RECORDS PROVIDED Block Start

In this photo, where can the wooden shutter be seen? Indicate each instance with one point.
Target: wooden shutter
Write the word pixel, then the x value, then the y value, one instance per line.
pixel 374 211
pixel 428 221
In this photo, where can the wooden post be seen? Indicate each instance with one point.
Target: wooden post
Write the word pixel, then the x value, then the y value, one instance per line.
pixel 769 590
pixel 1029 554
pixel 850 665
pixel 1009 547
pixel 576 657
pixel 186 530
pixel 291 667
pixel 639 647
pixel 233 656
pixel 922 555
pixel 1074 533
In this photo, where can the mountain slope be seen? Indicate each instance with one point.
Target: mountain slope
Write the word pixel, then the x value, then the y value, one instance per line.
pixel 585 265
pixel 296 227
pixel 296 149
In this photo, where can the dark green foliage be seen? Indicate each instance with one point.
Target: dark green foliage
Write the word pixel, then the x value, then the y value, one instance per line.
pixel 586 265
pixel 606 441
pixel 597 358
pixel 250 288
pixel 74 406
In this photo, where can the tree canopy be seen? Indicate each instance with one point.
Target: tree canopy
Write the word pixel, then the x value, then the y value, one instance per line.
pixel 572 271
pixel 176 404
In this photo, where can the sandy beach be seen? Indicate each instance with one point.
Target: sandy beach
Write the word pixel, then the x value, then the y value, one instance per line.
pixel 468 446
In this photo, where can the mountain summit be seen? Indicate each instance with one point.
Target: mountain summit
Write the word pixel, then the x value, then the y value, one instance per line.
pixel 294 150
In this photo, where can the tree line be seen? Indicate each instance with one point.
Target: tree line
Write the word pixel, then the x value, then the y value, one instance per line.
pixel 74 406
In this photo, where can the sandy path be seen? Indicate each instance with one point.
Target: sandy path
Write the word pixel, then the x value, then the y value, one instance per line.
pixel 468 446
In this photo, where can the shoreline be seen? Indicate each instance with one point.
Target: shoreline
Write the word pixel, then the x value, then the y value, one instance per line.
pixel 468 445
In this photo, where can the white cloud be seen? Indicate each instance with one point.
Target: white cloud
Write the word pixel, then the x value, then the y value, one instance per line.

RECORDS PROVIDED Block End

# WORK REQUEST
Copy exactly the line that contains "In this photo, where can the dark" and all lines after it in the listing above, through the final line, and nothing else.

# RESULT FOR THIS TASK
In this photo, where can the dark green foliage be seen? Indicate each instance with one point.
Target: dark green foliage
Write the word pixel, then the x value, then the y value, one instance per line.
pixel 586 265
pixel 606 441
pixel 597 358
pixel 250 288
pixel 74 406
In this photo, where can the tree canopy be seen? Indicate each instance with one point.
Target: tree canopy
Write the word pixel, then the x value, then the y value, one instance per line.
pixel 572 271
pixel 176 404
In this photo, where can the sandy beach be seen? Indicate each instance with one point.
Target: sandy beach
Write the word pixel, then the x value, then the y value, one instance per line.
pixel 468 446
In this photo, where can the mountain summit be seen? Indicate each instance with one point.
Target: mountain summit
Write the word pixel, then the x value, then the y value, one instance per line.
pixel 294 150
In this photo, where can the tree line be seen? Indicate each instance with one point.
Target: tree line
Write the word pixel, then the x value, then the y value, one instance per line.
pixel 74 406
In this photo, where can the sandy path be seen? Indicate each instance with one point.
Target: sandy path
Write the word pixel, then the x value, then the y value, one instance per line.
pixel 468 446
In this photo, where can the shoreline be seen? Indicate each instance with one point.
Target: shoreline
Write the word pixel, then the x value, then the y value, one instance per line.
pixel 468 445
In this photo, where can the white cloud be seen? Indicate each instance with one point.
Target: white cloud
Write the word pixel, then the x value, then the y value, one instance per line.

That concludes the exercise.